SOURCE EXTRACT
··········
= George William Lefevre =

English physician

Sir George William Lefevre MD (1798 – 12 February 1846) was an English medical doctor and travel writer.

==Life==

Lefevre was born at Berkhampstead, Hertfordshire.

After apprenticeship to a local practitioner of medicine in Shropshire, he studied medicine at the University of Edinburgh, and at Guy's and Saint Thomas' hospitals in London, and graduated with a Doctor of Medicine at the University of Aberdeen, 4 August 1819.

He was vulnerable to pulmonary disease, and on the advice of Pelham Warren decided to go abroad. After vain attempts to obtain an Indian appointment, he met Thomas Douglas, 5th Earl of Selkirk, who wanted to travel to the warm climate of southern Spain with his family and agreed to bring young Doctor Lefevre as his travelling physician. Before crossing the Pyrenees, they stopped at Pau in mid-October 1819. Lefevre wrote about their ride the following day:
Everything that I had hitherto beheld appeared insignificant compared with the scenery which now presented itself... under our feet extended a long plain of meadowland, through which the Gave serpentined in a quick and bubbling stream. The foreground was bounded by a long ridge of hills covered with the vines festooning from their summits to their feet; backed by forest and bounded by the Pyrenees stretching along the horizon, resembled, by their rugged summits, the back bone of the globe... The sight of all this grandeur determined the party upon making Pau their winter quarters.
··········
LISTED ENTRIES
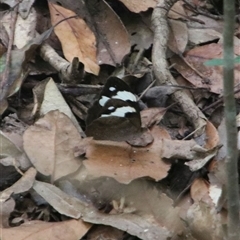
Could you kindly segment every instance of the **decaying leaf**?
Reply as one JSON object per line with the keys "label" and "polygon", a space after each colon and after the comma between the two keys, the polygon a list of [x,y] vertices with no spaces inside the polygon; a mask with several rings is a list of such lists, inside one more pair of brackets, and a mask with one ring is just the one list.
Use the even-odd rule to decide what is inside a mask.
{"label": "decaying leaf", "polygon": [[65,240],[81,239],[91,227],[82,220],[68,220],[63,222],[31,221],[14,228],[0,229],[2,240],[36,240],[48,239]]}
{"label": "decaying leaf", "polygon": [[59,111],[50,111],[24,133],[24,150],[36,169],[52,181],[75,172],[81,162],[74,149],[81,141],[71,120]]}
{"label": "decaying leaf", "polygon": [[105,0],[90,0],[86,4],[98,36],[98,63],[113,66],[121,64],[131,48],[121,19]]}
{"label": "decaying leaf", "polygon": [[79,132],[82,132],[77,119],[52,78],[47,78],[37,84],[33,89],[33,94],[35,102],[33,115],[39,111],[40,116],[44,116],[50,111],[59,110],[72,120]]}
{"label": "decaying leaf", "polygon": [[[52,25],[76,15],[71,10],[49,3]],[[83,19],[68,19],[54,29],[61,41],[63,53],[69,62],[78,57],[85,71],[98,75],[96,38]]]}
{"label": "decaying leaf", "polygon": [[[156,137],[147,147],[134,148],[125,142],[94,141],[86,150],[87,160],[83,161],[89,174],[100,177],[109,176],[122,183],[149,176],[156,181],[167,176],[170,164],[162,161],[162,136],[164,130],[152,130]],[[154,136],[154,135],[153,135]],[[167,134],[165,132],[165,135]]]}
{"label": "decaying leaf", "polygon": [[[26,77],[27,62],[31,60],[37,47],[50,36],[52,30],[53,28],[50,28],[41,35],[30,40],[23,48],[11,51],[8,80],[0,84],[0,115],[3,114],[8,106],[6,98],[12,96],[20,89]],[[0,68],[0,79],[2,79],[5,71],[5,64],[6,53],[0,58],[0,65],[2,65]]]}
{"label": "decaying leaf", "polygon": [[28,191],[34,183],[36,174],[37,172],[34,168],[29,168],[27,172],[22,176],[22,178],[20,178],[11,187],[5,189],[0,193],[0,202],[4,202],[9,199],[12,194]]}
··········
Summarize the Lefevre biography in two sentences. The entries have nothing to do with this.

ANSWER
Sir George William Lefevre (1798–1846) was an English medical doctor and travel writer who trained in Shropshire, Edinburgh and London and earned his Doctor of Medicine at Aberdeen in 1819. Being vulnerable to pulmonary disease, he went abroad as travelling physician to the Earl of Selkirk, and after stopping at Pau in mid-October 1819 the party decided to spend the winter there.